#### TEXT PASSAGE ####

Is this simply a temporary compensation for an unprecedented crisis, as Keynesians would suggest? The pandemic itself will certainly pass—perhaps in much shorter order than the more pessimistic predictions have made out. (Perhaps.) But the extraordinary fiscal and financial methods that have been brought to bear are unlikely to disappear. The world before 2008 never quite returned, and there is little reason to expect that the world before 2020 will be different. There will, in many countries, be a prolonged period of resolving the ruination of economies so fragile they have barely withstood a disruption several weeks long. (We should be thankful that there have as yet been no great power wars in the era of globalised just-in-time production.) Beyond that, the task for the immediate future appears less as the return to intensive productive expansion than as the administration of stagnation.

This new dispensation will place immense pressure on what remains of the post–Cold War world order led by the West, in every component—the unbearable pressure of a double bind. Disintegrative forces threaten the cultural presumption of Western supremacy; the political power of the United States to compel various kinds of action around the world; the economic world-empire of the Federal Reserve; even—whisper it—unquestioned American military predominance, depending on the actions of other world powers in the days to come.

####

INSTRUCTIONS
[a] Return the portion of the passage on the pandemic and the world economy from "This new dispensation" to "days to come.", word for word.
[b] Write the next part of the passage on the pandemic and the Western-led world order, starting after its final sentence.

#### DATASET EXTRACT ####

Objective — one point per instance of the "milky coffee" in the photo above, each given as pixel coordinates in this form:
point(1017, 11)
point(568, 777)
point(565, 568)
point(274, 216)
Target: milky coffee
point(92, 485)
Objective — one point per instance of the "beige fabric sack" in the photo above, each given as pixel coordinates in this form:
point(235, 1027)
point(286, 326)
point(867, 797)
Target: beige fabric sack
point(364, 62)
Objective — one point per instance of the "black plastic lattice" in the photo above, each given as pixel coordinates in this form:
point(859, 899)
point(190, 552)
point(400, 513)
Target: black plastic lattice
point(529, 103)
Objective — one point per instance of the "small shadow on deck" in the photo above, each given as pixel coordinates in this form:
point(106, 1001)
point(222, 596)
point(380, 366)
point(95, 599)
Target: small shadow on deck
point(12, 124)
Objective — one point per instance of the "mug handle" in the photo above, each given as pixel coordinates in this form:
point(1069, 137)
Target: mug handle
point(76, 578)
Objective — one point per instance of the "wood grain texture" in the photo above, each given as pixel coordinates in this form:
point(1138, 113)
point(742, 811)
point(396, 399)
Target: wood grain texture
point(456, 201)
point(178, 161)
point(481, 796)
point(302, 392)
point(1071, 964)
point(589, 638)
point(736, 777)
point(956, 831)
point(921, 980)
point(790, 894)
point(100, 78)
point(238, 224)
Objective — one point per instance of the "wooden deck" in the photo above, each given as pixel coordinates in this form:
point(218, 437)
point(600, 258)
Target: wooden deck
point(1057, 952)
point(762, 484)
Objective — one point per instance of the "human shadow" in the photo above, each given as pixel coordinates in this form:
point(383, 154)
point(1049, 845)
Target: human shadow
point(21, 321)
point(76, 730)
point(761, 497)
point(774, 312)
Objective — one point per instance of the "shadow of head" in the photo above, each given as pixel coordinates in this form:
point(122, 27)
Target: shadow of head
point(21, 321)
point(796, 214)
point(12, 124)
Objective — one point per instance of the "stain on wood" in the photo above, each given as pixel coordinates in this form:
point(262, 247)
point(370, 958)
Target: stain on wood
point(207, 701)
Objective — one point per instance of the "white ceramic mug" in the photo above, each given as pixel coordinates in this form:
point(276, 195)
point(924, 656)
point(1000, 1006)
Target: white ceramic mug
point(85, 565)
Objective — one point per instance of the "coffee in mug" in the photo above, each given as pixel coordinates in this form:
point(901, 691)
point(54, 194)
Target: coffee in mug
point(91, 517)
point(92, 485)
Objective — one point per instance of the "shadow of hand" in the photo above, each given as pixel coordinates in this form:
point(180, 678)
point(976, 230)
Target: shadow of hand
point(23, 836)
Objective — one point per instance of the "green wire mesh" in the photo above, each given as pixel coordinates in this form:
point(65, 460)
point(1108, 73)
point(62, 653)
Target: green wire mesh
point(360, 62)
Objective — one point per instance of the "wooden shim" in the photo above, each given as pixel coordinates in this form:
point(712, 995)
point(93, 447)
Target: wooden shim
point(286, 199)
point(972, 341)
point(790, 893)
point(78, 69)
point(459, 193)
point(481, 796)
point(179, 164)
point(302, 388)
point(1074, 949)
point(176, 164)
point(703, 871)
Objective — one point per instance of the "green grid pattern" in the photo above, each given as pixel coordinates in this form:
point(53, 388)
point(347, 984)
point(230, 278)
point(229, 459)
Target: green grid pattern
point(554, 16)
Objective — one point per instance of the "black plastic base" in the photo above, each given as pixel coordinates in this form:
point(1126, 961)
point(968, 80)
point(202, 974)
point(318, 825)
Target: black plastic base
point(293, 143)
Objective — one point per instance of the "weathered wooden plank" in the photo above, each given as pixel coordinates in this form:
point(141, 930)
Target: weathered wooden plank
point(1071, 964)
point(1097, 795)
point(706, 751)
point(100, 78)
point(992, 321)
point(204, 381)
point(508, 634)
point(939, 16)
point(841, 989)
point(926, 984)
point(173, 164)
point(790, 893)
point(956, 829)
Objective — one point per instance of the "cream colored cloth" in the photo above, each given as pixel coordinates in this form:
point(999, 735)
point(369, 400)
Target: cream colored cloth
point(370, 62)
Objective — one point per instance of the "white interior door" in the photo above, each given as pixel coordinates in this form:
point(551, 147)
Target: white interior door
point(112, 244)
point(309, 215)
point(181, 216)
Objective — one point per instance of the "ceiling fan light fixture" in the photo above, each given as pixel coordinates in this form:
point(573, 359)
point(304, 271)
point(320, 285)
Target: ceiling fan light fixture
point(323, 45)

####

EXPECTED RESPONSES
[a]
This new dispensation will place immense pressure on what remains of the post–Cold War world order led by the West, in every component—the unbearable pressure of a double bind. Disintegrative forces threaten the cultural presumption of Western supremacy; the political power of the United States to compel various kinds of action around the world; the economic world-empire of the Federal Reserve; even—whisper it—unquestioned American military predominance, depending on the actions of other world powers in the days to come.

[b]
At the same time, the pandemic has posed administrative problems resolvable in principle only at the order of the entire human species. Certain socialists have argued that the virus is a consequence of capitalism; that the future order must prevent such outbreaks through harmony with nature. I see things otherwise: any subsequent order that successfully coordinates the world will deal with epidemiological and other natural crises the likes of which have never been seen before. Carl Schmitt once observed that the notion of a world-state is absurd as long as humanity is not at war with an alien force. Such an alien force has arrived. Its successors will follow. The throne of universal empire may be raised above the ruins of universal catastrophe. Whose empire? Doing what? Stagnate? Perhaps. The gates of play-history seem almost closed.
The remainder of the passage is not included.